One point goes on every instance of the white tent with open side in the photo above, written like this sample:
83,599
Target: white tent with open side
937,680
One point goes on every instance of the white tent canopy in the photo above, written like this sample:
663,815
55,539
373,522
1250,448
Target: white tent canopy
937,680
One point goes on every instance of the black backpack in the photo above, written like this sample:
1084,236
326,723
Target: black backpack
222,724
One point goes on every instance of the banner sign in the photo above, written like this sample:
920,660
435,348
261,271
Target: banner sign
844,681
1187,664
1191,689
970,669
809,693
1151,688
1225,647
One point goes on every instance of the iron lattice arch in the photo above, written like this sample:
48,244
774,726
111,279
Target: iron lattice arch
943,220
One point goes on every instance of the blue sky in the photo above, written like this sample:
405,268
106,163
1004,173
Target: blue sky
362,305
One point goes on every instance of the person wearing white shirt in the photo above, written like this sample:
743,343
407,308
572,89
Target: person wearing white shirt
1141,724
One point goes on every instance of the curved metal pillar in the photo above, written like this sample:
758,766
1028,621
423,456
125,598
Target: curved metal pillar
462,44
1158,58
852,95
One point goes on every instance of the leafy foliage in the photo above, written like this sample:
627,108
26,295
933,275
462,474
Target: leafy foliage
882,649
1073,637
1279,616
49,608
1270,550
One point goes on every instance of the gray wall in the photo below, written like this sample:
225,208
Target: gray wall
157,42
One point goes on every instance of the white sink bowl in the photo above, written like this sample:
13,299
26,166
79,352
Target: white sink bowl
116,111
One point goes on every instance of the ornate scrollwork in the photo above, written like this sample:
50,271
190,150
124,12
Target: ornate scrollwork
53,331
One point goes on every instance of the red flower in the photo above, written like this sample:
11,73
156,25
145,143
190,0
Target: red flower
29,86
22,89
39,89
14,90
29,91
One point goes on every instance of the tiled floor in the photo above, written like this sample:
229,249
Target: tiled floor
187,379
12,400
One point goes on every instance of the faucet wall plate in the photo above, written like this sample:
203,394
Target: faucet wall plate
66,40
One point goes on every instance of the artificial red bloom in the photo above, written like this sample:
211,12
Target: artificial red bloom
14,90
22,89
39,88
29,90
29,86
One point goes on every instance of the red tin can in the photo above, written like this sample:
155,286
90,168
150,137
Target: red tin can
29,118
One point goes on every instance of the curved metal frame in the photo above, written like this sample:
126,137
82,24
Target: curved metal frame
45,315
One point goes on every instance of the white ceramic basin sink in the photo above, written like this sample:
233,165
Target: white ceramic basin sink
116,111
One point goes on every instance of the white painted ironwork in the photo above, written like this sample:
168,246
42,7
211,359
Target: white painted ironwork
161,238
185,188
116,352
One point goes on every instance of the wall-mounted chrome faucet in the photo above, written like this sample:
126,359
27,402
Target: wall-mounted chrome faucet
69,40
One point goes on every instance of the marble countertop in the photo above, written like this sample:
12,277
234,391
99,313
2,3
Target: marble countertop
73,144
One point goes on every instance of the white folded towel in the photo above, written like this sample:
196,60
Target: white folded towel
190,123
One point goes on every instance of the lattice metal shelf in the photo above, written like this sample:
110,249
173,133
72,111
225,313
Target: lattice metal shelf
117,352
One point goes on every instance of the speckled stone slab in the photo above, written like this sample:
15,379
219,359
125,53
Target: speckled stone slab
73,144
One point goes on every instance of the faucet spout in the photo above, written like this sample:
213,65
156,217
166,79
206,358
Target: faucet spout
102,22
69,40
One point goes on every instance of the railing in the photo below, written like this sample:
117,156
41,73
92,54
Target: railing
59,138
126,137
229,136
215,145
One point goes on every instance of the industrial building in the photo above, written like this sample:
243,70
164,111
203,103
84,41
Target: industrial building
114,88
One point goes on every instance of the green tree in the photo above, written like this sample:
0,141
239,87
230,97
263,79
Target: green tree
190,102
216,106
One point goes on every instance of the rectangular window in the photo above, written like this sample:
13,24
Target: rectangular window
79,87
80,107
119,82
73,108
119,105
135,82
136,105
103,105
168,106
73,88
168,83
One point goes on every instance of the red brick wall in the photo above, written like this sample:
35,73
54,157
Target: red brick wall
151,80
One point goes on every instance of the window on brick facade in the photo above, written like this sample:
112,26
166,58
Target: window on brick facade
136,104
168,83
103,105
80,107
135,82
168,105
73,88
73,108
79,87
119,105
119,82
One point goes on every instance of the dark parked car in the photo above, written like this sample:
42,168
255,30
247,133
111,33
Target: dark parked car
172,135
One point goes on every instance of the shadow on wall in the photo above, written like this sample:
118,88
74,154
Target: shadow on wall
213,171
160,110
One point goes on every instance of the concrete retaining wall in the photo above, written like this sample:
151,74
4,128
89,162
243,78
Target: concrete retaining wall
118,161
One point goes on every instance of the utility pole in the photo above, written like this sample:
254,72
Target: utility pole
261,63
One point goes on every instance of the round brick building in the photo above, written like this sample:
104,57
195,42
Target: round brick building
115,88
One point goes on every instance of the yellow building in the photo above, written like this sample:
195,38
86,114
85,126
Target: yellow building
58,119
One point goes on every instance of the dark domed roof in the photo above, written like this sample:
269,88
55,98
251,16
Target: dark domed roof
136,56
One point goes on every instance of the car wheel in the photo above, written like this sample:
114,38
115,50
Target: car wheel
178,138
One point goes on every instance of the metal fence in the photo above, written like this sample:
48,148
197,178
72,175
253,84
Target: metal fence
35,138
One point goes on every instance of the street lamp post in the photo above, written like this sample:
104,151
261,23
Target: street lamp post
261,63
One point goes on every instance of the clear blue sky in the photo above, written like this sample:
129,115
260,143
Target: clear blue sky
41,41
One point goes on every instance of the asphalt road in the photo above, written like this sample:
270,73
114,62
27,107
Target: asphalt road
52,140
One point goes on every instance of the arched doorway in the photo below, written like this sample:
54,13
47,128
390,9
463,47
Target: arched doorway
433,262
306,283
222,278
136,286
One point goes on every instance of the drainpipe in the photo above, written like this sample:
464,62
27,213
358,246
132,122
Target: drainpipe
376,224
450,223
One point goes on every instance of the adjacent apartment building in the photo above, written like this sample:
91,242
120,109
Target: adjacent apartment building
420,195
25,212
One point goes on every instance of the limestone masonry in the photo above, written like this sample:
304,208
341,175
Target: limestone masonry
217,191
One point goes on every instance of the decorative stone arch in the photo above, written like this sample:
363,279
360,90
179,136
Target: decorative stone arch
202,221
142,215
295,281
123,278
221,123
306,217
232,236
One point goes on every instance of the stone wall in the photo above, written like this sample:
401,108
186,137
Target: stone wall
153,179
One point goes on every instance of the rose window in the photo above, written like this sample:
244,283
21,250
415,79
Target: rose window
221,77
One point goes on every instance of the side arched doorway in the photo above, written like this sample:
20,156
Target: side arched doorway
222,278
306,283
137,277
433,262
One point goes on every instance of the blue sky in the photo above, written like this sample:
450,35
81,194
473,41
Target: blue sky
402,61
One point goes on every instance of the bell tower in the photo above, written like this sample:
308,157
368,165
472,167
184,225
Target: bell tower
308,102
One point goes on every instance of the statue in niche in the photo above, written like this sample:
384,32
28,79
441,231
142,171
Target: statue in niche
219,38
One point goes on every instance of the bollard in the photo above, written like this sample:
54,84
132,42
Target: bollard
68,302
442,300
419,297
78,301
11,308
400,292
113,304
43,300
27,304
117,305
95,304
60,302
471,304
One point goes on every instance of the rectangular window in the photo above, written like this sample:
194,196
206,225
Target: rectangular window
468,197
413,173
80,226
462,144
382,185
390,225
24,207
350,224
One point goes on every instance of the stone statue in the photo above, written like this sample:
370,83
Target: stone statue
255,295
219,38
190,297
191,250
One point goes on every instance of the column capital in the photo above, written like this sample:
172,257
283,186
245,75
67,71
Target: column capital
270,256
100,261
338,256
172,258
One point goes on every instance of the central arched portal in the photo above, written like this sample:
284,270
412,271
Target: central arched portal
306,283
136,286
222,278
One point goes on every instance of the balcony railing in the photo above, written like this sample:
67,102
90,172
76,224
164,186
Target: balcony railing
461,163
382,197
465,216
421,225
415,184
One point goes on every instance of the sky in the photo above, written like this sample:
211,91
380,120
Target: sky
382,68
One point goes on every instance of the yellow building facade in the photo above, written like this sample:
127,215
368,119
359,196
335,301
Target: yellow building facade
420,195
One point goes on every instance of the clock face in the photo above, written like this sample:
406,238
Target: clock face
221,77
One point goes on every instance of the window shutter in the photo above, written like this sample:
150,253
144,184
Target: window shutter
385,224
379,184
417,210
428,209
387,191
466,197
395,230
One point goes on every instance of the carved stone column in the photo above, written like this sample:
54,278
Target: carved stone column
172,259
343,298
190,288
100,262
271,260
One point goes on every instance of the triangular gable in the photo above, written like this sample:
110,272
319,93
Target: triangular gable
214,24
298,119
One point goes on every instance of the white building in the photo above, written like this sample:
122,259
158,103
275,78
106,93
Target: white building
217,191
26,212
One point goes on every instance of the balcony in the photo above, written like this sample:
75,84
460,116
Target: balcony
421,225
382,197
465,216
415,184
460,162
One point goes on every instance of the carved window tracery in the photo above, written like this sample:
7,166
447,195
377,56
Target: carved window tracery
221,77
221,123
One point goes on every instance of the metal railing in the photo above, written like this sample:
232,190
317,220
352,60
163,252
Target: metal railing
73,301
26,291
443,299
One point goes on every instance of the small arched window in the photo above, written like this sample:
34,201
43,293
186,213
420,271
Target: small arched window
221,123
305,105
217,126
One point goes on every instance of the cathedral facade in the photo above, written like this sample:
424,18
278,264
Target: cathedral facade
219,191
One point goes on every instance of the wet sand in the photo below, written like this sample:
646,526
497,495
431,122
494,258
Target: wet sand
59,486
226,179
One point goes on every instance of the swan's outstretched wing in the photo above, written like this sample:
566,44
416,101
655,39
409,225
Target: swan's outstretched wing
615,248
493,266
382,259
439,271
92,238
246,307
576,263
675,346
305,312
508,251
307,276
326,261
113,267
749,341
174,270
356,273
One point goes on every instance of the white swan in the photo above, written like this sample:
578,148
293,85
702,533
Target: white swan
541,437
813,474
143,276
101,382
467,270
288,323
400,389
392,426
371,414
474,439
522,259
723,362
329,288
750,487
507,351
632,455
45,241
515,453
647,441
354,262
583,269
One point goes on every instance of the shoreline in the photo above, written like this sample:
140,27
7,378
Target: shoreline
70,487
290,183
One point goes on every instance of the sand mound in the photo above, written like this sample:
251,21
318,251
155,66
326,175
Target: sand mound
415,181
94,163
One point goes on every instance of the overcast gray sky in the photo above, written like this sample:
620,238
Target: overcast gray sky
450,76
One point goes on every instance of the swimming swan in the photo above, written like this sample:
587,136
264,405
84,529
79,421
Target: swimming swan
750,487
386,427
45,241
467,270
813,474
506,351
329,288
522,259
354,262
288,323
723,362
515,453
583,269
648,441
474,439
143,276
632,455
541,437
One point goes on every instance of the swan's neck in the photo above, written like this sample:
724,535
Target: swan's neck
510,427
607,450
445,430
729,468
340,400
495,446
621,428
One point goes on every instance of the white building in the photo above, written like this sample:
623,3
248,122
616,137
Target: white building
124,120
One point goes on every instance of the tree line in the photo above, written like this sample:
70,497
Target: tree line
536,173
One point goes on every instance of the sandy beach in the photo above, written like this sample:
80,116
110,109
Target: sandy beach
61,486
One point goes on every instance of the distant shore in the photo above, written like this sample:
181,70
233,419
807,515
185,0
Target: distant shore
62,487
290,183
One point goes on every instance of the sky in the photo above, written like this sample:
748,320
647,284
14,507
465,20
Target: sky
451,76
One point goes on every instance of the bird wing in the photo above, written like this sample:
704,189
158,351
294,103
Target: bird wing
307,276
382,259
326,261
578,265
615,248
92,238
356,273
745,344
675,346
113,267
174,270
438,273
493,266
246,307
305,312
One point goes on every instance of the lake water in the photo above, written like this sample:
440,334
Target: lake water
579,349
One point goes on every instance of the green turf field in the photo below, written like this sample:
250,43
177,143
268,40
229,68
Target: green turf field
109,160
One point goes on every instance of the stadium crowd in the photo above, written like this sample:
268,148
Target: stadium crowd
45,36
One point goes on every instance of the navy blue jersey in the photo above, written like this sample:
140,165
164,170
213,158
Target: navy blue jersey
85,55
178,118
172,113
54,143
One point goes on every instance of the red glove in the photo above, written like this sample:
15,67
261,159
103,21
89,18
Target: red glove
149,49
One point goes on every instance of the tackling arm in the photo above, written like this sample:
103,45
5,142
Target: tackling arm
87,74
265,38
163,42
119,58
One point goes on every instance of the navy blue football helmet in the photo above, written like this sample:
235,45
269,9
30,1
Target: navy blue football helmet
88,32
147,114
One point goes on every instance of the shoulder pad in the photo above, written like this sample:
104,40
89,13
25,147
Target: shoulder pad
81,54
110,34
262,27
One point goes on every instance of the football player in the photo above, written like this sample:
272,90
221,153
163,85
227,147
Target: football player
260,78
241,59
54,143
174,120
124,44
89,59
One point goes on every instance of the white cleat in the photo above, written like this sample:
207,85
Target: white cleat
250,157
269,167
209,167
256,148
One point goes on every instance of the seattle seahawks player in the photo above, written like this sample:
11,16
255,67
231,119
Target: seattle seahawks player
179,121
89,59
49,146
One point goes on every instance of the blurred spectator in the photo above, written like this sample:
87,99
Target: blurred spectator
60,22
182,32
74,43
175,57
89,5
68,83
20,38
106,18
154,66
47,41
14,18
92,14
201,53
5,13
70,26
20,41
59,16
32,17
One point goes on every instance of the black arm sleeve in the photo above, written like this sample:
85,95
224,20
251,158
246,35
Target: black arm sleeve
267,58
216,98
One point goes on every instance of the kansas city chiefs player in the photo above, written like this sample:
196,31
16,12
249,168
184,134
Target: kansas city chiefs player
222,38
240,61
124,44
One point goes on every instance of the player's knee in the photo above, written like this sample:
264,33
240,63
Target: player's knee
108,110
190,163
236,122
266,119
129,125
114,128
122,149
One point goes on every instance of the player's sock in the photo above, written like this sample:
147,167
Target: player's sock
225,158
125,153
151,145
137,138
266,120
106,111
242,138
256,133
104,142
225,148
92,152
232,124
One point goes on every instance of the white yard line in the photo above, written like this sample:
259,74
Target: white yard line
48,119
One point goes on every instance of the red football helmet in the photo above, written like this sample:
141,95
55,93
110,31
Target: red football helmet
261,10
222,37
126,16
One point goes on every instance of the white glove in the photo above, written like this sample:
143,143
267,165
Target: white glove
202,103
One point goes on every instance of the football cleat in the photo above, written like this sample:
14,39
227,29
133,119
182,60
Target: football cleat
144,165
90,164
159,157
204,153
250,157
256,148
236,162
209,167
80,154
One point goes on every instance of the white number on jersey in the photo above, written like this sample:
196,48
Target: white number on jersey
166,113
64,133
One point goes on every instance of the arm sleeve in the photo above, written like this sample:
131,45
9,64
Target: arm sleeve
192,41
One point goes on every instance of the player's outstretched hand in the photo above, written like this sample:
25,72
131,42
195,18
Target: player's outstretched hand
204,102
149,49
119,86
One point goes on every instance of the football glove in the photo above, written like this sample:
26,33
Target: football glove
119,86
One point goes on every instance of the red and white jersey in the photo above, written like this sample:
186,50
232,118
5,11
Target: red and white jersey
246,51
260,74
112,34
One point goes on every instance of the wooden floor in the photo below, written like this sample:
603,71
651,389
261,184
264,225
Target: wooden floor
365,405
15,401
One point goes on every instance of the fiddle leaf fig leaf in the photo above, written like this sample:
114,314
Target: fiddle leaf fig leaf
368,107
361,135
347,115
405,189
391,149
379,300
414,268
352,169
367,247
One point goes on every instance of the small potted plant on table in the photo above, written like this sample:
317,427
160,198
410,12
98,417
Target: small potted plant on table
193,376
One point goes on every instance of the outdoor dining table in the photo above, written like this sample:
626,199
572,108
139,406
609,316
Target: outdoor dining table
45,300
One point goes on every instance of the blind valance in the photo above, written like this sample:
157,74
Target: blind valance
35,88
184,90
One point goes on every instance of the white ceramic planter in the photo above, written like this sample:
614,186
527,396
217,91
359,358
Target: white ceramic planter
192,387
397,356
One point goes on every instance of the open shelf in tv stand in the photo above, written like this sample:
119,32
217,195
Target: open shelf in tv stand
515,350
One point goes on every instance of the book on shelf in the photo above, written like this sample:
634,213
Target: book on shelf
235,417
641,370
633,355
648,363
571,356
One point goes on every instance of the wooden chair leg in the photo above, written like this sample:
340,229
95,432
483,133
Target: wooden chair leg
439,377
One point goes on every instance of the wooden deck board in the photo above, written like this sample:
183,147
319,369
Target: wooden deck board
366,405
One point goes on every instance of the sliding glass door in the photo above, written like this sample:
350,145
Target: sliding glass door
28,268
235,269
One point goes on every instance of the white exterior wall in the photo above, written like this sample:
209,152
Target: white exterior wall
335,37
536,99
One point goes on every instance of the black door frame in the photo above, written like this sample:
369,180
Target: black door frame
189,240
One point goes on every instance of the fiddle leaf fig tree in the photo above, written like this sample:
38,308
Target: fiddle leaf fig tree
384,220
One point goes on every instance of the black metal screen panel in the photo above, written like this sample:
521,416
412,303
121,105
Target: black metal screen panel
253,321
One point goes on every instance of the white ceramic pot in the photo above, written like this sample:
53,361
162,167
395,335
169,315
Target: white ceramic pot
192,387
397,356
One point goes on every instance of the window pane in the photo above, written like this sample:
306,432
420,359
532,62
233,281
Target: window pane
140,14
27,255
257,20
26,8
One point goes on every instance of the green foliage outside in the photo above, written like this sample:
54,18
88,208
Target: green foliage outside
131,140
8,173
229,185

________________

→ Problem:
Update the part of the records that begins with the line containing "One point goes on every instance of the black door" and runs through the end of the records, replacing "white ceramic pot" with "white clay pot" and leaving everything else unchanged. Return only that part.

→ Written response:
One point goes on every instance of the black door frame in the photo above, written like this sample:
369,180
Target: black door frame
189,240
One point goes on every instance of the fiddle leaf fig tree in the photo above, written like this sample:
38,308
Target: fiddle leaf fig tree
384,220
One point goes on every instance of the black metal screen panel in the photo above, written like this sample:
521,416
412,303
121,105
Target: black metal screen panel
253,321
One point goes on every instance of the white clay pot in the photo above, written like this sample:
53,361
162,167
395,335
169,315
Target: white clay pot
192,387
397,356
One point goes on every instance of the window pane in the photo above, written like this sample:
306,432
420,359
532,62
233,281
Target: window pane
140,14
27,255
257,20
26,8
One point goes on every instance of the green foliage outside in the photo above, written like this sample:
54,18
88,208
Target: green foliage outside
131,140
8,173
229,185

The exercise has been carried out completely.